[DOCUMENT SEGMENT Boundary: Start]
We don’t know…for certain… 

The mystery remains mystery. 

But…there are things that we do know. 

Himes tells the story of Father Zosima in The Brothers Karamozov. The Father is counseling “a woman who had ceased to believe in God.   

“Now everything is colorless, tasteless,” she tells the monk. “Nothing feels real, ‘save the weeds that grow on my grave.’” 

Zosima tells her that what she is experiencing is the worst thing that can happen to a human being, AND that he thinks he can help her. She must go home and every day, without fail, in the most concrete and practical way possible she must love the people around her. If she does that, Zosima says, then bit by bit she will come to the point at which she cannot but believe in God. ‘This way,’ he says, ‘has been tried; this way is certain.” 

Professor Himes concludes: “… the only workable proof for the [presence]of God is an experience, and that experience arises out of the daily concrete and practical love for those around us.” 

In the Interfaith world, many people are impressed with UU commitment to social justice…our practice of “making love real by the living of our lives”… 

For our faith, direct engagement and support for justice-making and service, the living into our vision of Beloved Community is crucial to our spiritual development. Not incidental. Not a nice addition. Crucial. 

It is the process, and we have many ways that we embody it, of liberating ourselves and locating ourselves on a path leading toward hope…not emptiness.
[DOCUMENT SEGMENT Boundary: End]
[RECORD SET Boundary: Start]
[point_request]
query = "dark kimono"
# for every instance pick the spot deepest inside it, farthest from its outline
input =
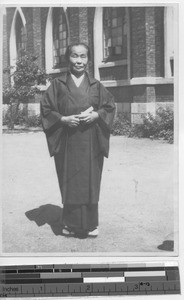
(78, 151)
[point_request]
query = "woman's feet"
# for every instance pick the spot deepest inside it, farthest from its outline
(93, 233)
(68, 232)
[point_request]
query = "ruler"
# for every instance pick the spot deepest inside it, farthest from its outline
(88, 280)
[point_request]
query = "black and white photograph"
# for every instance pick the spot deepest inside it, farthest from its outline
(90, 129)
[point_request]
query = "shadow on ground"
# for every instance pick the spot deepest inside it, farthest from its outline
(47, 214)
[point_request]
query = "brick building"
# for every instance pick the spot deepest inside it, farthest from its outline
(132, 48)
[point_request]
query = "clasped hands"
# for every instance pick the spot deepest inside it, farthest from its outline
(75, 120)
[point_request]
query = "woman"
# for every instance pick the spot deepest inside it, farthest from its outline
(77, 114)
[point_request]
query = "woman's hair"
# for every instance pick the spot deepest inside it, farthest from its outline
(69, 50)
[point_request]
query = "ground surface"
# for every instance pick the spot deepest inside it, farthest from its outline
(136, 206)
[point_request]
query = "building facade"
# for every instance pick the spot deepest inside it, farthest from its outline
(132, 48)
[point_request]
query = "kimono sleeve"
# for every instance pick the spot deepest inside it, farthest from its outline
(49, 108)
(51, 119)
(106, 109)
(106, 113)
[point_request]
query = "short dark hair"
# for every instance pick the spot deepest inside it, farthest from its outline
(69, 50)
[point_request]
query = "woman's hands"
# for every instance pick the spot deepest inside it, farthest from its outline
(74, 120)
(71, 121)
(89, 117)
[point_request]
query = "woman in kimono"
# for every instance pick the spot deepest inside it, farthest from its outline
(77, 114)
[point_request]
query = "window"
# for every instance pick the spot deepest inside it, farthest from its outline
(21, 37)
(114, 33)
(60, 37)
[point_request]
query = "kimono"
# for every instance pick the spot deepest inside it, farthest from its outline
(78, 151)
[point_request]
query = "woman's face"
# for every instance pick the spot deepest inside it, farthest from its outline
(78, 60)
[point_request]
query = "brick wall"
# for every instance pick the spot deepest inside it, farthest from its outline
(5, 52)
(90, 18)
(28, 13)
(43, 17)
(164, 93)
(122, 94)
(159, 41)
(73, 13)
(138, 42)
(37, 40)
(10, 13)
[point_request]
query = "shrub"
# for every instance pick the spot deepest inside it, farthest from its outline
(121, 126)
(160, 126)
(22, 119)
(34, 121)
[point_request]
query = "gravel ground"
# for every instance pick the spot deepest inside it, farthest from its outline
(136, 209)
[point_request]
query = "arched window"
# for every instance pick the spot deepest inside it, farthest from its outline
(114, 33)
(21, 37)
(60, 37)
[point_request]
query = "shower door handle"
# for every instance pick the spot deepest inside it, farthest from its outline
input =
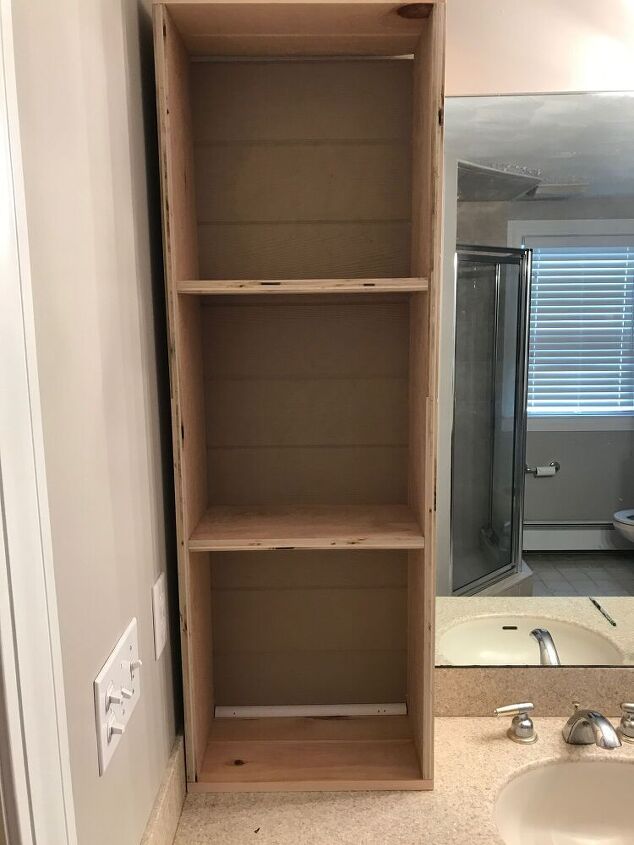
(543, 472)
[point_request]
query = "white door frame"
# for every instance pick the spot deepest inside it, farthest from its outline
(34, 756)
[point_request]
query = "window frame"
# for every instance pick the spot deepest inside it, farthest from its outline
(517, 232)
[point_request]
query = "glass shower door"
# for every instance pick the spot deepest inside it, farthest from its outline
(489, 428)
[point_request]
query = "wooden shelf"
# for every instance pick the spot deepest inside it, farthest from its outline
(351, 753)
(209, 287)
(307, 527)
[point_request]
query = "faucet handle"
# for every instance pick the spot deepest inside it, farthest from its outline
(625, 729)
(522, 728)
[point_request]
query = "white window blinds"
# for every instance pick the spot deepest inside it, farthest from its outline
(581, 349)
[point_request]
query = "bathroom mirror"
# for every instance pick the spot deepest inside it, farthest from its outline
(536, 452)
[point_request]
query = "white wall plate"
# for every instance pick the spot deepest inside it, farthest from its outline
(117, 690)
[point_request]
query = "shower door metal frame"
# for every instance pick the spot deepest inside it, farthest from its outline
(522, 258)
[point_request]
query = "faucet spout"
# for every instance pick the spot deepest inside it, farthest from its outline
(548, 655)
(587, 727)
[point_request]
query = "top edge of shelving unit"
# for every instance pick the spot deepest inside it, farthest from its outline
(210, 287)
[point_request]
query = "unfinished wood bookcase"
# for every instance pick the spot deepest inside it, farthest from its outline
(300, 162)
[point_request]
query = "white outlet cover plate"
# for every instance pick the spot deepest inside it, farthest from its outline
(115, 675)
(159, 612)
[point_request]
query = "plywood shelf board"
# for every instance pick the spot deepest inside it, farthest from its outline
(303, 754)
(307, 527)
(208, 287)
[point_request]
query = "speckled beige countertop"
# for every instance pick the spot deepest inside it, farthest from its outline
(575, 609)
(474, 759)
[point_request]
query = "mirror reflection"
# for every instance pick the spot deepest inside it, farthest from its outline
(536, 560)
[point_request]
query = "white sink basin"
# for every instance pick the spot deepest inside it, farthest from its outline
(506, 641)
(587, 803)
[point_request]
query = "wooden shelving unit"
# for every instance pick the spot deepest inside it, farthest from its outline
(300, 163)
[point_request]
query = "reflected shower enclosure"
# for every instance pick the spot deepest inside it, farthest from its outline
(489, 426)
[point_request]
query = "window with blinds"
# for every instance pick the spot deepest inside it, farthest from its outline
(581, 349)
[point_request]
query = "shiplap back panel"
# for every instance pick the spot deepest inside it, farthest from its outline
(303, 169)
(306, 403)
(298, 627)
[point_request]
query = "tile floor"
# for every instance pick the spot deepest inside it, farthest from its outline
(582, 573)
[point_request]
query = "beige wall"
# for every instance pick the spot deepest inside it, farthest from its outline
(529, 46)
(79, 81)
[RECORD SET Boundary: End]
[RECORD SET Boundary: Start]
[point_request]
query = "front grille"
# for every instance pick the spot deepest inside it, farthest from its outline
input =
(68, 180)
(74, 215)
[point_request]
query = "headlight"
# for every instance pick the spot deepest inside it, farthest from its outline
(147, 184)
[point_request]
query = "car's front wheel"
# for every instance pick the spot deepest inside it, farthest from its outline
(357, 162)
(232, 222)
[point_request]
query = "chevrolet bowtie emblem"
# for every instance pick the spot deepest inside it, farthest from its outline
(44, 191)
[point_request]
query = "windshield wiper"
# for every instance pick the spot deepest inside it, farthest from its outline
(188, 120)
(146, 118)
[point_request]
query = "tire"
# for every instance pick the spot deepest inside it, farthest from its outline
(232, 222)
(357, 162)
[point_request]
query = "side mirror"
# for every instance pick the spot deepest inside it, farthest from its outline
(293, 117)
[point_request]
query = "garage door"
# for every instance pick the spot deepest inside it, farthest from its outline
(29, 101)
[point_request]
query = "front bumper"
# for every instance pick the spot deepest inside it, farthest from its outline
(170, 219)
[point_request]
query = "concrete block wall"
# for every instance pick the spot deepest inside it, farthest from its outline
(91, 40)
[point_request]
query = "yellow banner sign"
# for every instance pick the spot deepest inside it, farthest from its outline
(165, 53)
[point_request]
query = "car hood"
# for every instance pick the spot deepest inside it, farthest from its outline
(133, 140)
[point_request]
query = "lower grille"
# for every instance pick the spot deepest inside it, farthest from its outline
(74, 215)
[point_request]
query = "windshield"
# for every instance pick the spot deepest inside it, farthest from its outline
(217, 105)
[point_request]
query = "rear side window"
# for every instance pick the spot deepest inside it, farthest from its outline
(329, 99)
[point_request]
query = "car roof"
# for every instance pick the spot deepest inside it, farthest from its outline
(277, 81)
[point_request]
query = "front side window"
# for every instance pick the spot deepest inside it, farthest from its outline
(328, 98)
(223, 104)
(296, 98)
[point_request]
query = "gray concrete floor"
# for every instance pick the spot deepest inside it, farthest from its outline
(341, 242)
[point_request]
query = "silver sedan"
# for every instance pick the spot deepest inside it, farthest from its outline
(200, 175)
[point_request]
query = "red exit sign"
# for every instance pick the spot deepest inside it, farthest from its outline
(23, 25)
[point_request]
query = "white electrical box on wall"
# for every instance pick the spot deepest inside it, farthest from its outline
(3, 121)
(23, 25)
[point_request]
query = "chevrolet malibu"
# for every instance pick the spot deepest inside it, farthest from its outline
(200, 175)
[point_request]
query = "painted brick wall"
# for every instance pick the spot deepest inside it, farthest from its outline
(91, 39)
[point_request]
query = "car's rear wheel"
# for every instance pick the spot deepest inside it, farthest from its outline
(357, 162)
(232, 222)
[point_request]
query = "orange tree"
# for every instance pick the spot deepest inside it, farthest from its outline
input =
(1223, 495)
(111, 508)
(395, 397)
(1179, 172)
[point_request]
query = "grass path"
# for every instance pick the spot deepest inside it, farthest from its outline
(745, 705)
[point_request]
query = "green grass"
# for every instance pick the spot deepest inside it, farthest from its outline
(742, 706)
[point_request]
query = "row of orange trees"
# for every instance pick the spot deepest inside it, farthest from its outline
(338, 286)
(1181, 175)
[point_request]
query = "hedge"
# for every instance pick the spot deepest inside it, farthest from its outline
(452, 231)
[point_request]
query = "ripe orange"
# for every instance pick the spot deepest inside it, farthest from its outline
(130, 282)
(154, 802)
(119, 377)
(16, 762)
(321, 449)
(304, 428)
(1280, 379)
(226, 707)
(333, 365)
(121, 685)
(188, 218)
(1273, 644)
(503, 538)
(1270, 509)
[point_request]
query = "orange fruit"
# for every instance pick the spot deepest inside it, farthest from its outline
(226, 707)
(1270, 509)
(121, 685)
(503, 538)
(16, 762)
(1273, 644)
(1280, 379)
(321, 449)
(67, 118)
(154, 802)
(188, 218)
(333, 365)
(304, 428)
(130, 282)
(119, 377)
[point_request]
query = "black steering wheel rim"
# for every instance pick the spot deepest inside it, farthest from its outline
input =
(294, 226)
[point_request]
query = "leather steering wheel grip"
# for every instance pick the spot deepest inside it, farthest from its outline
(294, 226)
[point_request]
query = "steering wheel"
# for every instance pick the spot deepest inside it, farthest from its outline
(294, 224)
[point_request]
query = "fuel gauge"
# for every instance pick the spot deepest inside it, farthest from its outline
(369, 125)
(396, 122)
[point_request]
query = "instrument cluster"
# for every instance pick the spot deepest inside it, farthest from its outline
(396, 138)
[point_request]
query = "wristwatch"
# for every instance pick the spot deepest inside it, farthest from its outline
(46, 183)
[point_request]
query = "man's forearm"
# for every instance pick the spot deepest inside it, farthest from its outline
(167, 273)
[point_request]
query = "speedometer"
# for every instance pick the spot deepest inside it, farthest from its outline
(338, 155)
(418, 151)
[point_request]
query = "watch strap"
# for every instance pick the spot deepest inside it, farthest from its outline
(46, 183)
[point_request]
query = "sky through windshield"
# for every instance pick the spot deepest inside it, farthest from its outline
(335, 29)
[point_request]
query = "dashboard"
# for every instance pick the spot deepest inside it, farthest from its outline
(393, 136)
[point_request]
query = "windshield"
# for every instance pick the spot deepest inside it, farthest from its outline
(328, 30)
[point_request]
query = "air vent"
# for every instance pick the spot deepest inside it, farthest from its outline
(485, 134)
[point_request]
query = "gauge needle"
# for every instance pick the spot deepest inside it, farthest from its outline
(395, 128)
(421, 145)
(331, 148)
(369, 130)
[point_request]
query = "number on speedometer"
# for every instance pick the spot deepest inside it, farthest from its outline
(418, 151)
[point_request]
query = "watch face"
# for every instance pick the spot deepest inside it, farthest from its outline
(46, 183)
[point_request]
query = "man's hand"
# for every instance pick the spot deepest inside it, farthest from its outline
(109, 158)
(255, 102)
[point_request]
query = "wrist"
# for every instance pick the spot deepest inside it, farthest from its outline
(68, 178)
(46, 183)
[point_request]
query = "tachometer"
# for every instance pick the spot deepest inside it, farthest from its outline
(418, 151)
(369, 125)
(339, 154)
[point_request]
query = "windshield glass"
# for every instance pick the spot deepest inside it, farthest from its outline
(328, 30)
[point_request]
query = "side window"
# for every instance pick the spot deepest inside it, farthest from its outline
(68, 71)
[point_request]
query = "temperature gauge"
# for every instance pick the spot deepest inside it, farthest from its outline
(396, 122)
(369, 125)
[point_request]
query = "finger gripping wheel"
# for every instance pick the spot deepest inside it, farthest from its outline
[RECORD SET Boundary: End]
[RECORD SET Boundary: Start]
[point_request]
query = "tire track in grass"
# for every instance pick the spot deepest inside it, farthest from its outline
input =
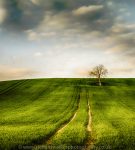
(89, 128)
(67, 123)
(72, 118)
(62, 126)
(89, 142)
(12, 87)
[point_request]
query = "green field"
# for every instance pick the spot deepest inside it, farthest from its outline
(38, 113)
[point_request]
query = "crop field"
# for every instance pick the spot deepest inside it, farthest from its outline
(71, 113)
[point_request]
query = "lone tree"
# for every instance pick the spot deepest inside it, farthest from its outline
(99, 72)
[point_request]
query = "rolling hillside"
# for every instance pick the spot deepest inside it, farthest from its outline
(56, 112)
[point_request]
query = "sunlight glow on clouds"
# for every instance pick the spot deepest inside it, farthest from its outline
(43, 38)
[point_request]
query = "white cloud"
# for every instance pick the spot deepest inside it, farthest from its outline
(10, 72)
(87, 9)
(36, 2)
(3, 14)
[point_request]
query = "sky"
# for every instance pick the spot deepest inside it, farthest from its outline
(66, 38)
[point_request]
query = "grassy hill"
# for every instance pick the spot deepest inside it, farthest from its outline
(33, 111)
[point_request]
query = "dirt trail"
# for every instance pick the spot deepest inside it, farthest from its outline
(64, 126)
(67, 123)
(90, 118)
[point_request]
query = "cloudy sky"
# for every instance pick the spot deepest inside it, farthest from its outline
[RECORD SET Boundary: End]
(PROBLEM 1): In the passage on faith and love, rewrite the section starting at "It is the process, and" and ending at "toward hope…not emptiness.", substituting "despair" for "emptiness".
(PROBLEM 2):
Decide whether each statement agrees with the passage on faith and love, answering yes or no and quoting the words of the passage that settle it.
(a) Zosima tells the woman she must love the people around her every day.
(b) The woman tells the monk that everything now feels vivid.
(c) The passage calls justice-making a nice addition to the faith.
(PROBLEM 3): Extend the passage on faith and love, picking up right after its final sentence.
The items are not needed for anything that is asked here.

(TASK ANSWER 1):
It is the process, and we have many ways that we embody it, of liberating ourselves and locating ourselves on a path leading toward hope…not despair.

(TASK ANSWER 2):
(a) Yes: "every day, without fail, in the most concrete and practical way possible she must love the people around her"
(b) No: "Now everything is colorless, tasteless"
(c) No: "Not a nice addition."

(TASK ANSWER 3):
As Howard Thurman wrote: “The mystic’s concern with the imperative for social action is not merely … to relieve human suffering… If this were all, in and of itself, it would be important surely. But…the basic consideration has to do with the removal of all that prevents God from coming to [fullness] in the life of the individual. Whatever there is that blocks this, calls for action. 

The removal of all that prevents God from coming to fullness in our lives… 

Thurman’s language may require some translation for some. 

So try this: Whatever blocks that presence which brings both peace and joy to your life and to all of the other lives around you…whatever blocks that presence from “coming to fullness” … must be dismantled. 

We have been blocking too much of human potential…too much creativity and competence has been shut down…too much beauty and talent has been denied…too many, far too many of us have had the Spirit of Life stunted, stymied,…the breath pressed out of us…  

But despite all that, there is Good News here.  

Because allwe have to do…is to stop blocking the talent and that presence that is waiting to emerge within us…stop pressing the breath out of so many…out of all of us really… 

What I am seeing…what I am sensing…is that the work of dismantling is where we must bring our presence first…that is where we will discover the Spirit of Life waiting to deepen our lives…where we will discover a wholeness and a joy. 

We are being called, I believe, to embody the hope we believe can be real…by removing everything that stands in its path. 

We need to ground ourselves as deeply as possible. Because there will be a pull to just return…to take the path of least resistance…to build back what we knew… 

We need to develop the spiritual muscle…a spiritual practice sufficiently strong to resist that pull… 

But…but what I am sensing is that it will not feel like resisting a pull…the work of unblocking our lives will not feel like working against the spirit… 

It will feel like freedom. I think it will.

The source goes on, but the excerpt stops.